# RECORDS

══════

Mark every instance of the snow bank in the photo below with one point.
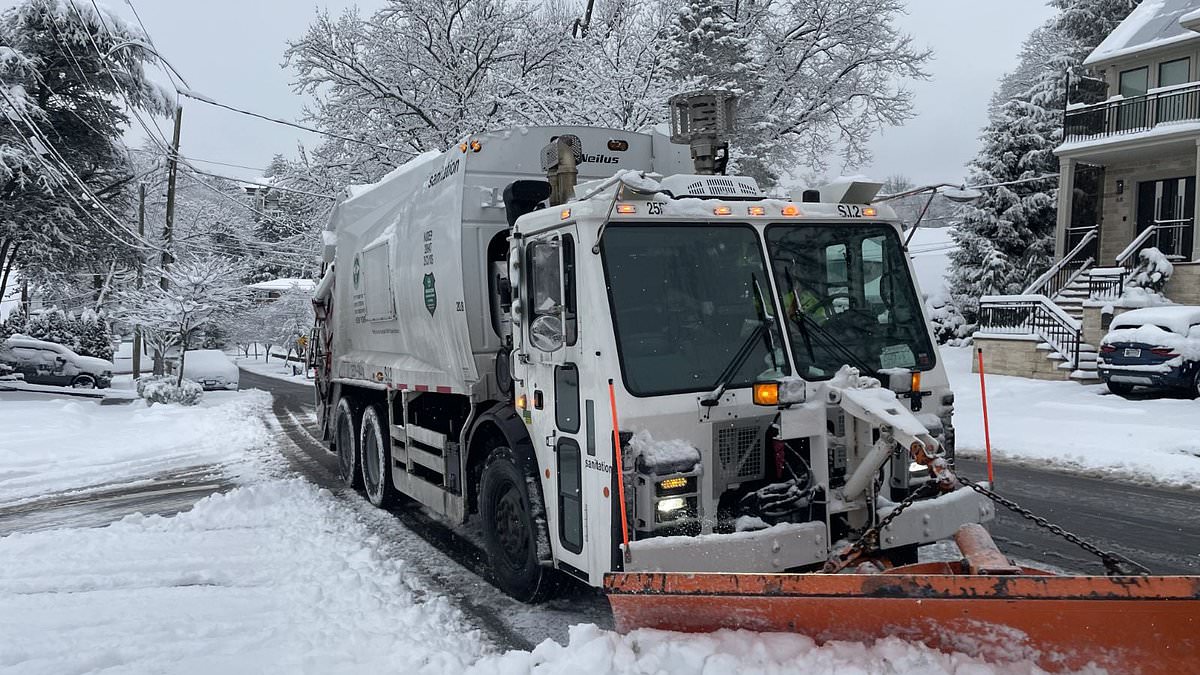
(594, 651)
(48, 446)
(1072, 426)
(273, 578)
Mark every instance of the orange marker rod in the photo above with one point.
(987, 432)
(619, 467)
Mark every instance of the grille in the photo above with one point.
(741, 453)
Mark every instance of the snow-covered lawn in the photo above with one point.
(54, 444)
(276, 368)
(1069, 426)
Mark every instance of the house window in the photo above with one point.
(1132, 114)
(1175, 105)
(1135, 82)
(1173, 72)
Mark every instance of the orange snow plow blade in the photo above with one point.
(1122, 623)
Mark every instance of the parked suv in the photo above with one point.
(1157, 347)
(47, 363)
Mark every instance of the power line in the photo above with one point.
(202, 99)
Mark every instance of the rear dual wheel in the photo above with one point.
(507, 501)
(375, 446)
(346, 442)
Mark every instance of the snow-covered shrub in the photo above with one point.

══════

# ABOUT THIS TASK
Repeat every entry exactly, but leave out the pictures.

# WRITTEN SOLUTION
Mark every instance of the snow bank in the photo below with one point.
(594, 651)
(48, 446)
(1072, 426)
(273, 578)
Mark every instance of the orange marker rod in the photo above with one point.
(987, 432)
(619, 467)
Mark every instance of the grille in the photo above with one point.
(741, 453)
Mark every instance of the snow-covered lawn in the photo above with one point.
(54, 444)
(276, 368)
(1069, 426)
Mark every instance of the house window in the photo above with one point.
(1132, 114)
(1175, 105)
(1135, 82)
(1173, 72)
Mark every instance of the orange snow plow blade in the photo above with one point.
(1122, 623)
Mark every instance of the parked suv in the photo above with one point.
(1157, 347)
(47, 363)
Mark every instance of the power line in the photo above with one point.
(202, 99)
Mark every instance of the rear dual wheel in the photo above with one point.
(507, 501)
(375, 446)
(346, 442)
Mark every instance of the snow-covered shrub in the photo above with one point.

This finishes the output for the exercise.